------ TEXT PROVIDED ------

Looming inspections and concerns over Myanmar supplies are adding fresh momentum to a rally in prices of the rare earth minerals used in industries from turbines to telecoms that are already at their highest in nearly a decade.
A price index published by China’s rare earths association shot up more than 40% from October last year to the end of January, and has climbed an additional 25% since, fuelled by the risks to supply.
These are unrest in neighbouring Myanmar following a Feb. 1 military coup and worries over environmental inspections planned in a key Chinese rare earths production hub.
While analysts say there have been no disruptions yet to supply from the southeast Asian nation, there are market concerns there could be in the wake of the coup.
Prices for ingredients of rare earth magnets, used in wind turbines and electric vehicles, have been on a tear since the fourth quarter of 2020.
The surge was driven by booming demand and concerns that dominant producer China would seek to limit rare earths exports and tighten control of a strategic industry.
The rally has extended into this year, with terbium oxide and dysprosium oxide, used as magnet inputs, gaining 36% and 58% each, to touch levels this month unseen since 2012, Asian Metal data shows.
“The current magnet rare earth price levels in China have baked in a high probability that Myanmar supplies could be disrupted,” said Ryan Castilloux, managing director of consultancy Adamas Intelligence.
But this has not happened yet, he added.
“So far our sources in China confirm this has not been the case.”
About half of China’s feedstock of heavy rare earths comes from Myanmar, and the coup unleashed fears of a supply cutoff even though the mines are in northern areas controlled by autonomous militias that face no clear threat.
Television images of attacks on Chinese businesses by protesters in Myanmar who believe Beijing backed the coup have done little to ease concerns, however.
While China’s rare earth imports held firm in January and February, a March 21 report in the state-backed Global Times newspaper said material could not be shipped, but did not delve into the problem further.
The Myanmar volumes go to state-run producers, mainly in southern Jiangxi province and its rare earth hub of Ganzhou, to be separated and processed so they can be used by magnet makers.
Jiangxi-based China Minmetals Rare Earth Co and China Southern Rare Earth Group Co declined to comment when asked about supply disruption, while Chinalco Rare Earth & Metals Co did not immediately respond to a request for comment.
Castilloux believes a new round of environmental inspections in Ganzhou, where authorities held a videoconference last week to schedule the Beijing-mandated audits, could play a bigger role in tightening supply, as they cause small plants to halt output.

------ DATA SECTION ------

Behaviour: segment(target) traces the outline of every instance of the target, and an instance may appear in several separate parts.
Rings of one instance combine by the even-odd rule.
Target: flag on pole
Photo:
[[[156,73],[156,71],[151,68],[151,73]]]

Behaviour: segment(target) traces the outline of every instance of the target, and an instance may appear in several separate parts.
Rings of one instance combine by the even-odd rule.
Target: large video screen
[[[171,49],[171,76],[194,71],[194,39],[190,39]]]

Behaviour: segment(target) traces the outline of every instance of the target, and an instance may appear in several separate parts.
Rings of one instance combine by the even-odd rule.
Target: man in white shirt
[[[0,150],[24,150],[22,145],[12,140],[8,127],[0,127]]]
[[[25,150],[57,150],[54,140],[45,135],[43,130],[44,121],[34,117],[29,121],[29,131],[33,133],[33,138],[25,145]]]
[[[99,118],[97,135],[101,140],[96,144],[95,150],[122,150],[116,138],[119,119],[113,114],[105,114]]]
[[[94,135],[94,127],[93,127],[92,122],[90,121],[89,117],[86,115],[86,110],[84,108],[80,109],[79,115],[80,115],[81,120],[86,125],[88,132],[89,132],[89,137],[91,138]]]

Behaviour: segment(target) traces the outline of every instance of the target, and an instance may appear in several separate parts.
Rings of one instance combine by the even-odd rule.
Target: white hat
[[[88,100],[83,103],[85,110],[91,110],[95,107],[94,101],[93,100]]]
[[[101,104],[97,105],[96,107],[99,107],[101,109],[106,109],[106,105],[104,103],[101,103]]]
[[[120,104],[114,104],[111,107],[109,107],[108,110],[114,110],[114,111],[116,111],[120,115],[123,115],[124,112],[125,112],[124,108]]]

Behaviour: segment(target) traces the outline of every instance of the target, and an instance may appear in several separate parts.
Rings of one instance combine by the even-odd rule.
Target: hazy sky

------

_REQUIRED ACTION_
Can you reproduce the rare earths article from "About half of" up to and including "by magnet makers.", swapping "state-run" for "state-owned"?

_ANSWER SPACE_
About half of China’s feedstock of heavy rare earths comes from Myanmar, and the coup unleashed fears of a supply cutoff even though the mines are in northern areas controlled by autonomous militias that face no clear threat.
Television images of attacks on Chinese businesses by protesters in Myanmar who believe Beijing backed the coup have done little to ease concerns, however.
While China’s rare earth imports held firm in January and February, a March 21 report in the state-backed Global Times newspaper said material could not be shipped, but did not delve into the problem further.
The Myanmar volumes go to state-owned producers, mainly in southern Jiangxi province and its rare earth hub of Ganzhou, to be separated and processed so they can be used by magnet makers.